▶ [Text block]:

◇ ◇ ◇ ◇ ◇

December 2008. Wells to Coxley, Somerset. In September 2007, local residents voted overwhelming for a path to be constructed along the old railway line from Coxley into Wells, this being the northernmost two miles of the former Glastonbury-Wells branch. Somerset County Council has now included this in the Local Transport Plan on a matched-funding basis, which will require the path supporters to raise their part of the cost from lottery type grants. (Cheddar Valley Railway Walk Society)

December 2008. Wells to Shepton Mallet, Somerset. The ‘Strawberry Line East’ group, with the support of Mendip District Council, aims to extend the existing railway path from Wells to Dulcote all the way to Shepton Mallet. This section of the old line runs through a ‘beautiful part of the Mendip Hills with amazing southerly views towards Glastonbury Tor and beyond’. (Cheddar Valley Railway Walk Society)

November 2008. Millerhill to Loanhead, Midlothian. This news is a bit late, but earlier in the year Midlothian Council published plans for the Glencorse branch which show the first four miles from Millerhill to Loanhead as an ‘aspirational core cycle route’, which means that it wants to convert this abandoned line into a cycle trail to link up with the existing Loanhead to Roslin path (1½ miles). Beyond Roslin, the line continued to Glencorse and Penicuik gasworks. (Ralph Rawlinson)

November 2008. Llanfoist (nr. Abergavenny) to Brynmawr, Gwent. Most of this route, once part of the LNWR’s dramatic Heads of the Valleys line, is now part of a superb 8 mile railway path, with further improvements in the pipeline. Click here for a detailed report. (Tim Hewett)

November 2008. Various Waggonways, North Tyneside. In the past, the Tyne & Wear area was covered in waggonways, and now North Tyneside Council has produced a series of free leaflets on those in its area. PDF downloads can be obtained from the website here. Alternatively contact Neil Hodgson on 0191 219 2421, or write to Environment, Regeneration & Housing Directorate, Council Offices, Harvey Combe, Killingworth, Newcastle upon Tyne, NE12 6WH. (Ralph Rawlinson)

◇ ◇ ◇ ◇ ◇

▶ [Work instructions]:
Carry on the railway path news from its last sentence. The lines after this point come from a different source than the railway path news.

◇ ◇ ◇ ◇ ◇

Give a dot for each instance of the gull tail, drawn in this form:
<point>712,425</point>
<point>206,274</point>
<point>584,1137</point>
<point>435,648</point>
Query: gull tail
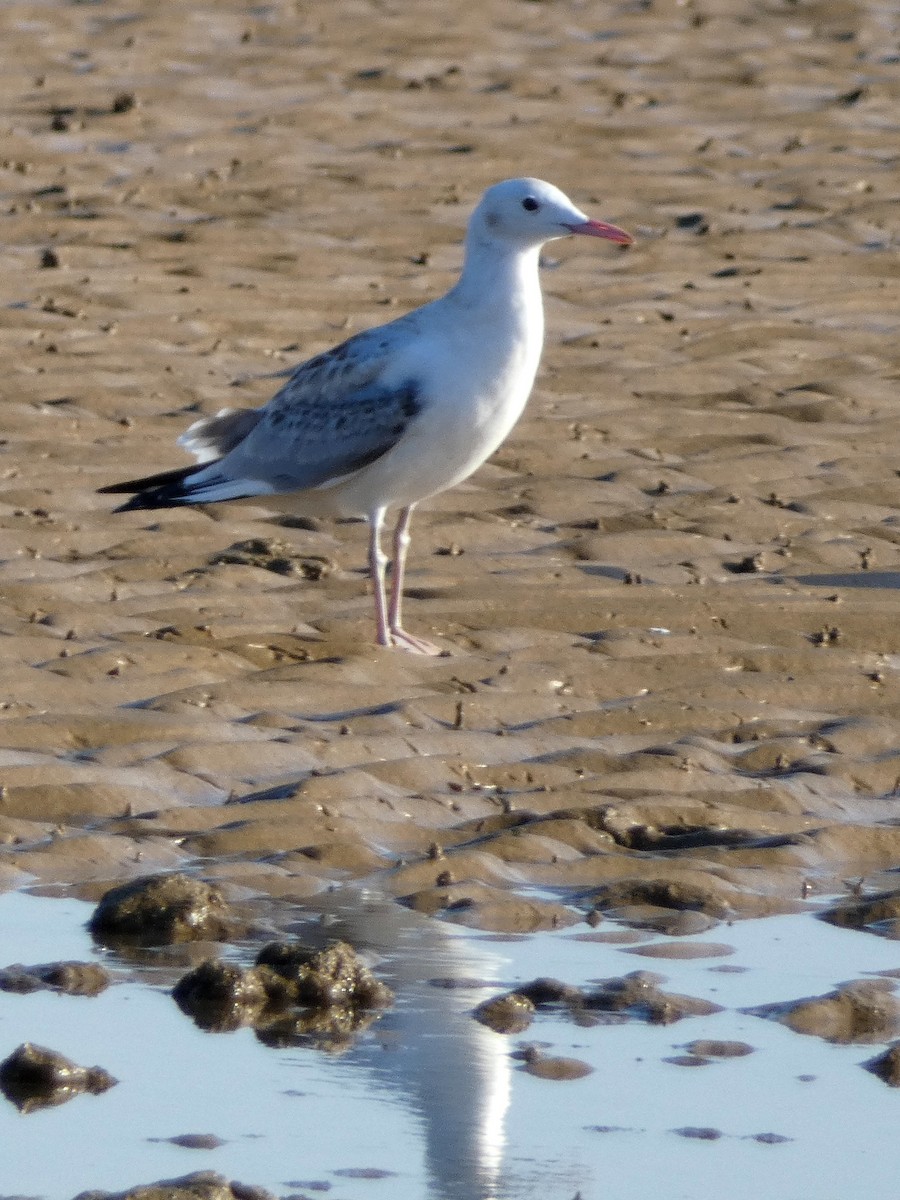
<point>185,485</point>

◇ ◇ ◇ ◇ ◇

▶ [Answer]:
October 2008. Tenterden to St. Michaels, Kent. Sustrans has now started work on creating this new railway path, with tree management and groundworks being the first priorities. (Sustrans Ltd)

October 2008. Shoreham-by-Sea, West Sussex. The Downs Link, the long distance railway-based cycle trail from Guildford to Shoreham, used to stop to the north of the town with the the final section of the old railway forming a little used and neglected cul-de-sac. However, Sustrans has now extended the trail southwards along the old railway and a riverside path to connect with the town centre. (Sustrans Ltd)

October 2008. Aldrington to Devil’s Dyke, East Sussex. Signposts have now been installed on the cycle trail from Devil’s Dyke to Hangleton, which is based partly on the former Devil’s Dyke railway. A new route (already well used) is now open between Hangleton and Hove. Please let us know via our Contact page if this extension uses more of the old railway. (Sustrans Ltd)

October 2008. Brockenhurst to Ringwood, Hampshire. The old LSWR line across the New Forest is open for walkers, cyclists and horse riders between Caters Cottage (near Brockenhurst) and Burbush Hill, south of Burley. However, a section east of Holmsley station was converted into a road many years ago, and this remains an unpleasant obstacle for trail users. Sustrans has recently devised a £300,000 scheme which will provide a safe off-road alternative along this section, finishing at Holmsley by passing under a spare arch of the old railway bridge that carries the A35 overhead. The company has yet to find matched funding for the project, but a planning application is imminent. (Sustrans Ltd)

September 2008. Mierystock, Gloucestershire. Further to the entry in July (click here), Mierystock Tunnel has now been excavated and is awaiting the installation of lighting and a new surface so that it can be used by walkers and cyclists. As can happen with such schemes, progress has stalled (presumably for reasons linked to planning and fund-raising), but in the meantime this excellent web page tells the fascinating story of how this Victorian structure was dug out from beneath thousands of tons of colliery waste. The remark that the original Victorian contractor had the good fortune not to be ‘compelled to navigate today’s bureaucratic quagmire’ is a very telling one. We assume that the southern portal of the tunnel is still obstructed by the brieze block wall that was erected after closure. (Jeff Vinter)

September 2008. Luton to Dunstable, Bedfordshire. This long neglected branch, part of a former Great Northern and LNWR route linking Hatfield with Leighton Buzzard, is finally set to be re-used – albeit as a guided busway. Transport Minister Rosie Winterton gave approval for the conversion at the end of August, quashing any hopes that the old line could be revived as a ‘rail trail’. (Ralph Rawlinson)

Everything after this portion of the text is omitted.